**SOURCE EXTRACT**
Yves Victor Sarault (born December 23, 1972) is a Canadian former professional ice hockey player and coach. He played 106 games in the National Hockey League for the Montreal Canadiens, Calgary Flames, Colorado Avalanche, Ottawa Senators, Atlanta Thrashers and the Nashville Predators between 1995 and 2001. He is currently serving as the Head Coach of the SCL Tigers in the National League (NL).

Playing career
As a youth, Sarault played in the 1985 Quebec International Pee-Wee Hockey Tournament with a minor ice hockey team from Salaberry-de-Valleyfield.

Sarault was drafted 61st overall by the Canadiens in the 1991 NHL Entry Draft. From July 18, 2008, he played for German team ERC Ingolstadt in DEL after previous spells with EHC Basel, SC Bern, Genève-Servette HC and HC Davos in the Swiss NLA league from 2002 to 2008. Sarault has also participated for Team Canada in the Spengler Cup.

After initially starting the 2009–10 season with lower professional league team Rivière-du-Loup CIMT in the LNAH, Sarault left for Europe on December 16, 2009, signing for the remainder of the season with Vienna Capitals of the Austrian Erste Bank Hockey League. After returning to Rivière-du-Loup for a further two seasons, Sarault was traded at the draft to  fellow club the Cornwall River Kings for the 2012–13 season on June 17, 2012.

**ENTRIES SUPPLIED**
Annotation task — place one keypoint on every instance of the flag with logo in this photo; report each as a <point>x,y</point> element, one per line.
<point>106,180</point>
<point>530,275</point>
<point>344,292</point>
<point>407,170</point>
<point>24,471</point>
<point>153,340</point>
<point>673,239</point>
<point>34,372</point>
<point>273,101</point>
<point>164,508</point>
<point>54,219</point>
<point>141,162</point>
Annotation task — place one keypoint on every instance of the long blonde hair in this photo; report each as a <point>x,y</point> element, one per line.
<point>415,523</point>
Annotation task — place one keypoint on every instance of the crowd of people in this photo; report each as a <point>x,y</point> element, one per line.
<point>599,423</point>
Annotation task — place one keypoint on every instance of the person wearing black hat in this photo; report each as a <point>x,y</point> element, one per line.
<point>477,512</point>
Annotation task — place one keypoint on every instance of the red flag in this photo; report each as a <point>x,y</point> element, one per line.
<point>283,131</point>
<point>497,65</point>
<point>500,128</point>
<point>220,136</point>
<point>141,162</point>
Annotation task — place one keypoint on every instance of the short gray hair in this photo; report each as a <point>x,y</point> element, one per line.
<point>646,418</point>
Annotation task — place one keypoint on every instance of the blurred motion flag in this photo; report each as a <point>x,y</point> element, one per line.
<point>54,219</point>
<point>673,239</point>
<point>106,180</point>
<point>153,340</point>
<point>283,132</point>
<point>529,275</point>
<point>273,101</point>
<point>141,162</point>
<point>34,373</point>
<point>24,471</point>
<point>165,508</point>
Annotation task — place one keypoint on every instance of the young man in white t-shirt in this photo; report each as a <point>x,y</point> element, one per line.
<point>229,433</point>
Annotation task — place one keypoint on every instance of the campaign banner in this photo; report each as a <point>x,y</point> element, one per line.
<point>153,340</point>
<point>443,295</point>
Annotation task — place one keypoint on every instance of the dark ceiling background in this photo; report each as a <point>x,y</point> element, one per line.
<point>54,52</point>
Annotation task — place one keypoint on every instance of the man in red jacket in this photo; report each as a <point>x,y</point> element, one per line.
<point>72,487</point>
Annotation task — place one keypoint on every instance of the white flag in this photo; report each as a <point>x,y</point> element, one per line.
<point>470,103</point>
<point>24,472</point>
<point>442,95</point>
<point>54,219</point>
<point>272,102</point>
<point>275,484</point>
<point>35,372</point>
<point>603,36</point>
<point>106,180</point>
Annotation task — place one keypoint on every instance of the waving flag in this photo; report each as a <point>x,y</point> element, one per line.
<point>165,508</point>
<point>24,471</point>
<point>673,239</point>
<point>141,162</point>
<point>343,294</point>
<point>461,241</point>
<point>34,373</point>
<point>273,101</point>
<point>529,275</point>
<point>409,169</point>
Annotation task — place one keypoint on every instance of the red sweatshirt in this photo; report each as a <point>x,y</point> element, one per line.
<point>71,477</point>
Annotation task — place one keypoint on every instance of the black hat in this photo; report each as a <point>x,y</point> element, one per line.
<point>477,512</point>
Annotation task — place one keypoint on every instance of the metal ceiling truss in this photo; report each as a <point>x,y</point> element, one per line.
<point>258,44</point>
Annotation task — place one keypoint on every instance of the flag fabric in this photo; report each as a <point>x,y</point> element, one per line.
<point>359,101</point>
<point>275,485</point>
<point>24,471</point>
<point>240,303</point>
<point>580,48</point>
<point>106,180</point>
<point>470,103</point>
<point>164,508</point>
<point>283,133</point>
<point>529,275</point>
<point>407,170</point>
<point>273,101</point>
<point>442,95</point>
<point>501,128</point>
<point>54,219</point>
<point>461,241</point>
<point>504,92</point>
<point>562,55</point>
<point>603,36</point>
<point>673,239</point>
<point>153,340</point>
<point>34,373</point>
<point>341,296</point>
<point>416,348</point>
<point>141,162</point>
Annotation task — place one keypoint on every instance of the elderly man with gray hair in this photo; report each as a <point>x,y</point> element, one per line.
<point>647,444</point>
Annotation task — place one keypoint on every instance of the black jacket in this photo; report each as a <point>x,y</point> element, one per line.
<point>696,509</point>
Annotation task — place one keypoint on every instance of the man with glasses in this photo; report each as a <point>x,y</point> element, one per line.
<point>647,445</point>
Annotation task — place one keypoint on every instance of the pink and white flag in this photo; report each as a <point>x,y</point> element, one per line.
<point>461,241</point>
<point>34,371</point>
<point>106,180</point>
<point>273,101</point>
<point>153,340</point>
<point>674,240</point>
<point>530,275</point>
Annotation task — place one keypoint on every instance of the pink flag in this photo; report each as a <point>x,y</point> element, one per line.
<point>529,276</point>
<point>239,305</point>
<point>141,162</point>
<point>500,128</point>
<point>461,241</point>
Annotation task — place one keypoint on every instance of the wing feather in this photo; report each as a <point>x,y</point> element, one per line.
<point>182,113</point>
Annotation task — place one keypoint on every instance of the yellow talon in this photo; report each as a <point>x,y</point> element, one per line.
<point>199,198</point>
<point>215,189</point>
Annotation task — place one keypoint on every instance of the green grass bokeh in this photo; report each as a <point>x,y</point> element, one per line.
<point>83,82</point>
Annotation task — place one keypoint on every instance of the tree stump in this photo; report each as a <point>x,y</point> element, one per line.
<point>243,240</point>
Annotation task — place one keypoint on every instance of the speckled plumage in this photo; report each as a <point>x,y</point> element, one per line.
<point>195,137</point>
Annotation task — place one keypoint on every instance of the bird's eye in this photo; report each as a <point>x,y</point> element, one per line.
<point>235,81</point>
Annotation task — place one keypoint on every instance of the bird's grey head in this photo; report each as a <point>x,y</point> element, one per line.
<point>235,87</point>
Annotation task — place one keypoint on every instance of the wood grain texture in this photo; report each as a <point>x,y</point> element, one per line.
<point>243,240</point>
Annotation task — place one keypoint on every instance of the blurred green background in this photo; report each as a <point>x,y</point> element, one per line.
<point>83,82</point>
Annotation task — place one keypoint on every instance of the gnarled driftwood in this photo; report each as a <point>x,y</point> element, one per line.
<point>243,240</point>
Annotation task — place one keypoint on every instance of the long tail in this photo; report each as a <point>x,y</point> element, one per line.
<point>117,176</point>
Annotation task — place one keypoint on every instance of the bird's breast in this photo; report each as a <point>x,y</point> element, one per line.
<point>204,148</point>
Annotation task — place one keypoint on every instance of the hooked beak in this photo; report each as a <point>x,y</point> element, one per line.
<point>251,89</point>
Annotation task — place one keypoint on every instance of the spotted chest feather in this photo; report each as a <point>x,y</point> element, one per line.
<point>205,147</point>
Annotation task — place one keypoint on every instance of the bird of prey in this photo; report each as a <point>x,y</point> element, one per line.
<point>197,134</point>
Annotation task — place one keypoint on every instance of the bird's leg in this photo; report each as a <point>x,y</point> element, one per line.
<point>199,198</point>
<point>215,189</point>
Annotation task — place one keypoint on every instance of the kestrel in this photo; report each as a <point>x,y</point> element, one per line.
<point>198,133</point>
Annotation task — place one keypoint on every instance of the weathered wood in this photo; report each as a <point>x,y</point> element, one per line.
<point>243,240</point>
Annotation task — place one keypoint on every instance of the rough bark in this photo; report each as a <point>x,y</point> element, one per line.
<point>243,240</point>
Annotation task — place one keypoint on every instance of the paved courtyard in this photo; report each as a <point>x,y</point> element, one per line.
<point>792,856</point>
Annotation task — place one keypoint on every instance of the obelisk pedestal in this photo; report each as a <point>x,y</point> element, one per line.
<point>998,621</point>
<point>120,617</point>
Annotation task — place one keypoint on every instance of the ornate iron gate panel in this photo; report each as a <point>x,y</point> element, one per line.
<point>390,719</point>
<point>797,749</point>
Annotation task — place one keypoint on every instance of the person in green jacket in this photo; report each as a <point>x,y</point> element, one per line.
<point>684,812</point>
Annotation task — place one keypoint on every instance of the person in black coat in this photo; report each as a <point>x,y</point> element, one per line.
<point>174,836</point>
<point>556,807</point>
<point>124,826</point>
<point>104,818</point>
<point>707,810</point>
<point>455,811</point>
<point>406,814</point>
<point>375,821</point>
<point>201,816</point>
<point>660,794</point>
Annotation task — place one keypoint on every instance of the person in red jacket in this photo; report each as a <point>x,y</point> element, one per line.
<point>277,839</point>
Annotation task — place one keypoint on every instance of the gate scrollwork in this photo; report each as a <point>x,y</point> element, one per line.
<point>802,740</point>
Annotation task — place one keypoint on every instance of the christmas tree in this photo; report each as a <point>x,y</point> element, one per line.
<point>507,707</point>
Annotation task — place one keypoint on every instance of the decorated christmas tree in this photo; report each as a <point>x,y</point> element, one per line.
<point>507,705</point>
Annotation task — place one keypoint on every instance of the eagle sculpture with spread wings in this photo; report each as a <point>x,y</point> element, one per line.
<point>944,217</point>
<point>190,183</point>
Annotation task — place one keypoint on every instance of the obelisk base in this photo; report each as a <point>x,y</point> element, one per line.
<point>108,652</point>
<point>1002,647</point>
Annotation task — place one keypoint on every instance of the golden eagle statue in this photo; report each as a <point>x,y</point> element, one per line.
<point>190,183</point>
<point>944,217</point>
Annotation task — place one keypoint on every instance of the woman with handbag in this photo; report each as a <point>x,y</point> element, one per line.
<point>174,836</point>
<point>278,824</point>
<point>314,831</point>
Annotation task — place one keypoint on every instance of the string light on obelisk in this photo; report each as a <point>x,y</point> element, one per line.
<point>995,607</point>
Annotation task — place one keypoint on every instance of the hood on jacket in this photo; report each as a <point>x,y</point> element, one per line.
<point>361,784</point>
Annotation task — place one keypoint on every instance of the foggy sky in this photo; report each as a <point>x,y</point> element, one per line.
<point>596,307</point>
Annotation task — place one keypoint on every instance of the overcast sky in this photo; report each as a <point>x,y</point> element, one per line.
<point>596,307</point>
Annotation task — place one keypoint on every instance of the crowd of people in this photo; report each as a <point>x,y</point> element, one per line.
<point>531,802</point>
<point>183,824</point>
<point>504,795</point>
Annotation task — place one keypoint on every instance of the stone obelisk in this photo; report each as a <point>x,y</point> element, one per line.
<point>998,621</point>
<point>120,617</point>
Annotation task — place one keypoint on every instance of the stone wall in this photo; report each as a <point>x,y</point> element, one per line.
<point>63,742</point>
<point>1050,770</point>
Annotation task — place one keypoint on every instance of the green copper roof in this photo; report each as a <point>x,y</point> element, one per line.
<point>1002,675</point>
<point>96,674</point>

**WHAT THIS EXERCISE ASKS**
1: Please copy the part of the Yves Sarault article that opens with "Yves Victor Sarault" and closes with "team from Salaberry-de-Valleyfield.", replacing "Pee-Wee" with "Peewee".
2: Carry on the Yves Sarault article from its last sentence.
The lines have no connection to the Yves Sarault article.

**WRITTEN RESPONSES**
1:
Yves Victor Sarault (born December 23, 1972) is a Canadian former professional ice hockey player and coach. He played 106 games in the National Hockey League for the Montreal Canadiens, Calgary Flames, Colorado Avalanche, Ottawa Senators, Atlanta Thrashers and the Nashville Predators between 1995 and 2001. He is currently serving as the Head Coach of the SCL Tigers in the National League (NL).

Playing career
As a youth, Sarault played in the 1985 Quebec International Peewee Hockey Tournament with a minor ice hockey team from Salaberry-de-Valleyfield.

2:
In the off-season Sarault lives in Moncton, New Brunswick and plays occasionally with the Moncton Puck Wackers hockey club in the city's summer men's league, with his son Chris.

Coaching career 
He joined the staff of Swiss club Lausanne HC as an assistant in 2014 and was promoted to the head coaching position during the 2017-18 season after the sacking of Dan Ratushny. On February 8, 2018, Sarault was relieved of his duties after five straight losses.

On January 22, 2021, Sarault was named head coach of EHC Visp in the Swiss League (SL). He led the team to the playoffs but were swept in the quarterfinals by future SL champion, HC Ajoie. Sarault was not renewed as head coach following the 2020–21 season.

Sarault working as a hockey analyst for the National League's official broadcaster, MySports, before returning to the coaching ranks in accepting the head coaching role with SCL Tigers of the NL on January 16, 2022.

Personal life 
His daughter Courtney Sarault is a short track speed skater and has represented Canada at the 2022 Winter Olympics.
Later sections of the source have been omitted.